Object point labels
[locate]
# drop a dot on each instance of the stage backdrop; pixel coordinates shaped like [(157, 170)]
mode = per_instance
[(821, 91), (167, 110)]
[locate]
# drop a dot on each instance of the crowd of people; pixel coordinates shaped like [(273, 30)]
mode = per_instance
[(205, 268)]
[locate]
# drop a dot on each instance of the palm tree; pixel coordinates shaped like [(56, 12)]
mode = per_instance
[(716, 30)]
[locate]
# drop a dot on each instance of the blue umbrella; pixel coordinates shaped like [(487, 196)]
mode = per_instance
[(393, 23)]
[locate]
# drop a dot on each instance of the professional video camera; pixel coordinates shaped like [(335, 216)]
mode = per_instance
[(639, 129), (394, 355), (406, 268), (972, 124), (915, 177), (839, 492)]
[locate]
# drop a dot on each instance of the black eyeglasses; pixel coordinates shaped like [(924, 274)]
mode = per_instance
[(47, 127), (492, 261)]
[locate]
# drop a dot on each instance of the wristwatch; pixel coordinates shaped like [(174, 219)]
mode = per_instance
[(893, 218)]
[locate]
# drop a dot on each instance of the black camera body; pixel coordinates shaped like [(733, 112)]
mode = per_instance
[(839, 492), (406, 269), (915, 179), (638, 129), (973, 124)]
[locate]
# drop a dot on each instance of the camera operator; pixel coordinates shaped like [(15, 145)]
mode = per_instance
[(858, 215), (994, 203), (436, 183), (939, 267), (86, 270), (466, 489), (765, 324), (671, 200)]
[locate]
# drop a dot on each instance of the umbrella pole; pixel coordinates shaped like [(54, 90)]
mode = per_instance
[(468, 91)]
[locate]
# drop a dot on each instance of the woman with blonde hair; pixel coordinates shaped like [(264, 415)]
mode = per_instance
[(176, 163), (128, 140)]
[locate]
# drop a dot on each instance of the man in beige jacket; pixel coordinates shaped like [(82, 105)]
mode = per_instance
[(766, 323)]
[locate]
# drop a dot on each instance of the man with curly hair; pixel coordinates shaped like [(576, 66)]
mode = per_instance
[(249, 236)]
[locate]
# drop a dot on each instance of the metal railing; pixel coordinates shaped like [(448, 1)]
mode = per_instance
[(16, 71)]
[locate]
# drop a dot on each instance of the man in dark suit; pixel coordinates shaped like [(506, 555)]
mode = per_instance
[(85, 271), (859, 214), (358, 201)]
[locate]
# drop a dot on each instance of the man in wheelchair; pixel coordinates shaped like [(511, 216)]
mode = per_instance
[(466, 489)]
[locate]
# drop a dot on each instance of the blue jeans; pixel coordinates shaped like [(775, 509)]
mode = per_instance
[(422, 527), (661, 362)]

#### [GIVEN REQUEST]
Reproduce the data from its beginning up to and including the line that contains "[(716, 30)]". Raise every coordinate in the answers by 120 and leave all other text unchanged.

#### [FINISHED ANSWER]
[locate]
# drop a dot on each instance of the stage backdrop; pixel coordinates shaped like [(157, 170)]
mode = per_instance
[(941, 211), (287, 230)]
[locate]
# drop a dot on each instance of the crowd of people; pixel coordinates shaped like [(273, 30)]
mode = per_instance
[(325, 388)]
[locate]
# drop a dot on each instance of the palm tree; pixel coordinates shaped like [(56, 12)]
mode = per_instance
[(836, 150)]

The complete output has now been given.